The request:
Count the lines in the records below that contain the string "Target", treating uppercase and lowercase letters as distinct, and give only the number.

Source data:
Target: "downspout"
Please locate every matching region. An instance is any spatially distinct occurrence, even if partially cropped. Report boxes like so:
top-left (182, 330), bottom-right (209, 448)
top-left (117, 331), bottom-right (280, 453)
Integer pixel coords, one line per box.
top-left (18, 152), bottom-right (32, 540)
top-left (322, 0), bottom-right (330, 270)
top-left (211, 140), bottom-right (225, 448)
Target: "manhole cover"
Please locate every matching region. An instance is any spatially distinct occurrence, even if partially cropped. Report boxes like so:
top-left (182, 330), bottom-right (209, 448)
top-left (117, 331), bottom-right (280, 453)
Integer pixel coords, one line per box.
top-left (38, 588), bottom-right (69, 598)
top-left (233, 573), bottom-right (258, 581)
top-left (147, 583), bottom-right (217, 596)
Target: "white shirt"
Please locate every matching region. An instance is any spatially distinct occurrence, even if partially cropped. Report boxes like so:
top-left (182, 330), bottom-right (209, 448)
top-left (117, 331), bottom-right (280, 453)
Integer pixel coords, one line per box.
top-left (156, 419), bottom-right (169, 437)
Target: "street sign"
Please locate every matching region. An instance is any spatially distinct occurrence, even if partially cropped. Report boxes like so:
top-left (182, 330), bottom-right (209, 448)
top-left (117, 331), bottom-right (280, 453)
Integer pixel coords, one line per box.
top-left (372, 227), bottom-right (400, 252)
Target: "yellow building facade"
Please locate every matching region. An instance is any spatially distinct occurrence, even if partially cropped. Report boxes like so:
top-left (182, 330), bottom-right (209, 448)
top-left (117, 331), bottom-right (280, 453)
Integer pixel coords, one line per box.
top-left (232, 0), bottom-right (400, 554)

==

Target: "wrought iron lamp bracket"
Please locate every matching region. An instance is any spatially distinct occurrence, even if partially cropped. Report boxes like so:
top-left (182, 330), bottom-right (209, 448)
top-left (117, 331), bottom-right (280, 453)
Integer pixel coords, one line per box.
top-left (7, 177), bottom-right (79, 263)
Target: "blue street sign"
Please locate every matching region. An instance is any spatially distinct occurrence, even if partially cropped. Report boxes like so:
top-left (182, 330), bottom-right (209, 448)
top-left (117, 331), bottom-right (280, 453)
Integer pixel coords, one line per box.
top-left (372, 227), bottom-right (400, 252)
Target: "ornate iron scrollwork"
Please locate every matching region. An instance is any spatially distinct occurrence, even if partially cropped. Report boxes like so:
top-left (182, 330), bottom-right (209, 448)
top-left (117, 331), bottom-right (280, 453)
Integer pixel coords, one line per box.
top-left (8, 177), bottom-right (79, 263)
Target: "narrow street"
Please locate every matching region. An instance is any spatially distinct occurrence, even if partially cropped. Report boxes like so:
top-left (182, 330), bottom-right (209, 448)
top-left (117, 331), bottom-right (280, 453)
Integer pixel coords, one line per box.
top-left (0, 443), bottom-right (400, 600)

Exercise answer:
9